(Collection entries)
_____

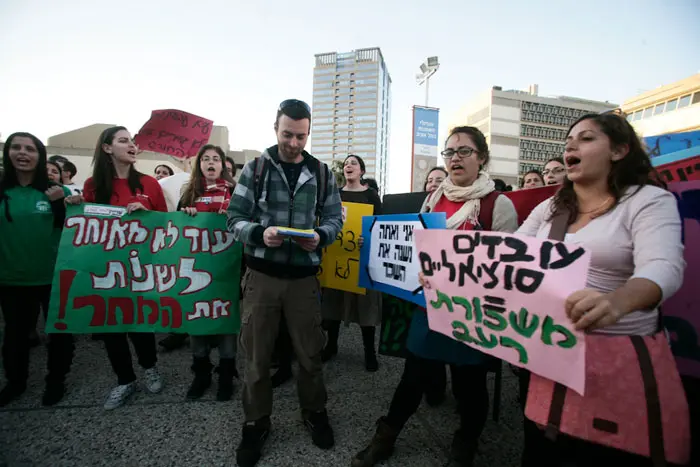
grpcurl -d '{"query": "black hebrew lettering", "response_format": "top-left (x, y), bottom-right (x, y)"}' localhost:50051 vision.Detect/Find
top-left (441, 250), bottom-right (462, 285)
top-left (418, 251), bottom-right (433, 276)
top-left (542, 316), bottom-right (576, 349)
top-left (481, 235), bottom-right (503, 259)
top-left (499, 237), bottom-right (535, 263)
top-left (452, 232), bottom-right (480, 255)
top-left (430, 290), bottom-right (454, 313)
top-left (500, 336), bottom-right (530, 364)
top-left (483, 295), bottom-right (508, 331)
top-left (394, 245), bottom-right (413, 263)
top-left (403, 225), bottom-right (413, 243)
top-left (515, 268), bottom-right (544, 294)
top-left (378, 243), bottom-right (391, 258)
top-left (476, 323), bottom-right (498, 349)
top-left (382, 261), bottom-right (406, 282)
top-left (540, 242), bottom-right (584, 269)
top-left (379, 224), bottom-right (399, 240)
top-left (508, 308), bottom-right (540, 339)
top-left (456, 256), bottom-right (479, 287)
top-left (481, 261), bottom-right (499, 289)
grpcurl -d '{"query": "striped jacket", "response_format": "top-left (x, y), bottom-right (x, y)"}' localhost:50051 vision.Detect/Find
top-left (226, 146), bottom-right (343, 267)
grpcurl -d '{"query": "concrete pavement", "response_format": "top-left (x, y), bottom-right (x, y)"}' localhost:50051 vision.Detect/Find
top-left (0, 327), bottom-right (522, 467)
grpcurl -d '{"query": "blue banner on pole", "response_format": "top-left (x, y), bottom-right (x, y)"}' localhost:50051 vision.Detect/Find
top-left (413, 107), bottom-right (440, 157)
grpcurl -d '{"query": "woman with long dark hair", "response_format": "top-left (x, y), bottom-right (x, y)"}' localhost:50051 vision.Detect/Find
top-left (518, 113), bottom-right (685, 467)
top-left (351, 126), bottom-right (518, 467)
top-left (0, 133), bottom-right (74, 407)
top-left (321, 154), bottom-right (382, 372)
top-left (178, 144), bottom-right (238, 401)
top-left (67, 126), bottom-right (168, 410)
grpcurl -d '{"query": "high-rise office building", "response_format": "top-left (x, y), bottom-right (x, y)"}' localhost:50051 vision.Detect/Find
top-left (450, 84), bottom-right (617, 186)
top-left (311, 47), bottom-right (391, 192)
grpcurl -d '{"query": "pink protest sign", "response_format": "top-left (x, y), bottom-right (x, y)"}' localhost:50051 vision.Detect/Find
top-left (134, 109), bottom-right (214, 159)
top-left (415, 230), bottom-right (590, 394)
top-left (662, 180), bottom-right (700, 378)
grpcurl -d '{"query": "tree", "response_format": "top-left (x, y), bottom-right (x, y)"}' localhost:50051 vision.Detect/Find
top-left (331, 159), bottom-right (345, 187)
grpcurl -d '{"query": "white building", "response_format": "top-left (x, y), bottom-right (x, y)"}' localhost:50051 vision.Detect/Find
top-left (450, 84), bottom-right (617, 187)
top-left (622, 73), bottom-right (700, 137)
top-left (311, 48), bottom-right (391, 192)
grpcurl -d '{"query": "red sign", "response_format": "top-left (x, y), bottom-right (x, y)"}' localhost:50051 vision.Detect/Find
top-left (501, 185), bottom-right (561, 225)
top-left (134, 109), bottom-right (214, 159)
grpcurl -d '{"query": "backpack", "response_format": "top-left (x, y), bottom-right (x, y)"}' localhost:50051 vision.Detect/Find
top-left (253, 156), bottom-right (329, 219)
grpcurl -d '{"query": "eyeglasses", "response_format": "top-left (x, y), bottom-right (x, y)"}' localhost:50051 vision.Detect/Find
top-left (542, 167), bottom-right (566, 176)
top-left (277, 99), bottom-right (311, 113)
top-left (440, 146), bottom-right (476, 160)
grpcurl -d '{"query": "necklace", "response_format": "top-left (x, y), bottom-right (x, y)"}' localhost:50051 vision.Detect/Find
top-left (578, 196), bottom-right (612, 214)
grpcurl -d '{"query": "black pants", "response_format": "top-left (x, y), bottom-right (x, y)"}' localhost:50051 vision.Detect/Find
top-left (101, 332), bottom-right (158, 385)
top-left (0, 285), bottom-right (75, 387)
top-left (387, 352), bottom-right (489, 440)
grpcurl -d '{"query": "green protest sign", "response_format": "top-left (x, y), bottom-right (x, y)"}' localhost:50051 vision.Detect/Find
top-left (46, 204), bottom-right (242, 335)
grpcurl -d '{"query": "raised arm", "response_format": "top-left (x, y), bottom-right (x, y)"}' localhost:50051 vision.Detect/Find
top-left (226, 161), bottom-right (265, 246)
top-left (316, 164), bottom-right (343, 248)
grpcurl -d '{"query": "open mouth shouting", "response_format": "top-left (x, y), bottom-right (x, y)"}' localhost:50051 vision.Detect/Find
top-left (450, 162), bottom-right (464, 174)
top-left (564, 156), bottom-right (581, 170)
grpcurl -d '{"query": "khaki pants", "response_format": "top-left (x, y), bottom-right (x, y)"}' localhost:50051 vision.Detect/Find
top-left (240, 269), bottom-right (326, 422)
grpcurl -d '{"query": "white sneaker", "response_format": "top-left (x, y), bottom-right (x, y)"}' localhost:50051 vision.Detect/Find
top-left (144, 367), bottom-right (163, 394)
top-left (105, 381), bottom-right (136, 410)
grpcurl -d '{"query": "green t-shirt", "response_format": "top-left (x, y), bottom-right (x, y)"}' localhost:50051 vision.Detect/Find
top-left (0, 186), bottom-right (70, 285)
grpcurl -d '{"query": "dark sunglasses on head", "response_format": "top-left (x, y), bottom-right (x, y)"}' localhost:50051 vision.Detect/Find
top-left (277, 99), bottom-right (311, 113)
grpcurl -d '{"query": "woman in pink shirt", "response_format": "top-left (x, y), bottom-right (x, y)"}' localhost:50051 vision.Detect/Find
top-left (517, 113), bottom-right (685, 467)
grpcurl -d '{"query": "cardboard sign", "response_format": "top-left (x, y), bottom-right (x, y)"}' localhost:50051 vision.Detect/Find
top-left (360, 212), bottom-right (446, 306)
top-left (318, 202), bottom-right (374, 295)
top-left (416, 230), bottom-right (590, 394)
top-left (134, 109), bottom-right (214, 159)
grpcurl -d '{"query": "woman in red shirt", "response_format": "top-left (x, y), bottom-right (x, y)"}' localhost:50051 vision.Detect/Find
top-left (67, 126), bottom-right (168, 410)
top-left (177, 144), bottom-right (238, 401)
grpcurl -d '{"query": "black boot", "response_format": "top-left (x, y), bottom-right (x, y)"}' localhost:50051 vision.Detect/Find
top-left (450, 428), bottom-right (479, 467)
top-left (158, 332), bottom-right (189, 352)
top-left (216, 358), bottom-right (238, 402)
top-left (187, 357), bottom-right (212, 400)
top-left (0, 383), bottom-right (27, 407)
top-left (321, 320), bottom-right (340, 362)
top-left (362, 326), bottom-right (379, 372)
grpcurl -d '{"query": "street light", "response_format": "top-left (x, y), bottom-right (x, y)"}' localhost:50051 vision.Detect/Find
top-left (416, 57), bottom-right (440, 107)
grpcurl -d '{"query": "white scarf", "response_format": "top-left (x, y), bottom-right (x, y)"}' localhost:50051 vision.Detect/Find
top-left (421, 170), bottom-right (496, 229)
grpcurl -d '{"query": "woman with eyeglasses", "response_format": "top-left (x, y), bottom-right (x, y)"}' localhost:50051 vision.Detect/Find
top-left (352, 126), bottom-right (518, 467)
top-left (423, 167), bottom-right (447, 193)
top-left (520, 169), bottom-right (544, 190)
top-left (542, 157), bottom-right (566, 185)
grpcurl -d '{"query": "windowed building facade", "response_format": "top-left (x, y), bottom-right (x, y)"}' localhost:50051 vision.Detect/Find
top-left (621, 73), bottom-right (700, 137)
top-left (450, 85), bottom-right (616, 187)
top-left (311, 48), bottom-right (391, 192)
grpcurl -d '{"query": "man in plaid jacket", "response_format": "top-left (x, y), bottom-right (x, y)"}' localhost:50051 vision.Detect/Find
top-left (227, 99), bottom-right (343, 467)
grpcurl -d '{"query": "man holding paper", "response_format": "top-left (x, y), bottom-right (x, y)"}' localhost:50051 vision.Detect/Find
top-left (227, 99), bottom-right (343, 467)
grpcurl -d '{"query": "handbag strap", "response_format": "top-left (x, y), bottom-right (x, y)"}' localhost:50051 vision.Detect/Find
top-left (545, 209), bottom-right (569, 441)
top-left (629, 336), bottom-right (667, 467)
top-left (545, 210), bottom-right (668, 467)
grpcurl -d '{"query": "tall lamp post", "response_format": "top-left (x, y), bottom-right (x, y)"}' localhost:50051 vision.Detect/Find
top-left (416, 57), bottom-right (440, 107)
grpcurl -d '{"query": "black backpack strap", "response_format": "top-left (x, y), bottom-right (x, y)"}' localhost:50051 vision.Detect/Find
top-left (316, 159), bottom-right (328, 221)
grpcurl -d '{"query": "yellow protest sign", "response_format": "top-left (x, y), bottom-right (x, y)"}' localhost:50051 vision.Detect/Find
top-left (318, 203), bottom-right (374, 295)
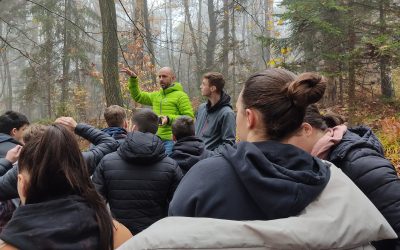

_____

Quote the collection entries word for word, beginning with the first line and stopping after the line that contains "top-left (500, 336), bottom-right (530, 364)". Leave the pictures out.

grpcurl -d '{"query": "black hebrew lettering", "response_format": "top-left (x, y), bottom-right (x, y)"}' localhost:50051 vision.Detect/Find
top-left (441, 250), bottom-right (462, 285)
top-left (418, 251), bottom-right (433, 276)
top-left (542, 316), bottom-right (576, 349)
top-left (481, 235), bottom-right (503, 259)
top-left (499, 237), bottom-right (535, 263)
top-left (452, 232), bottom-right (480, 255)
top-left (430, 290), bottom-right (454, 313)
top-left (500, 336), bottom-right (530, 364)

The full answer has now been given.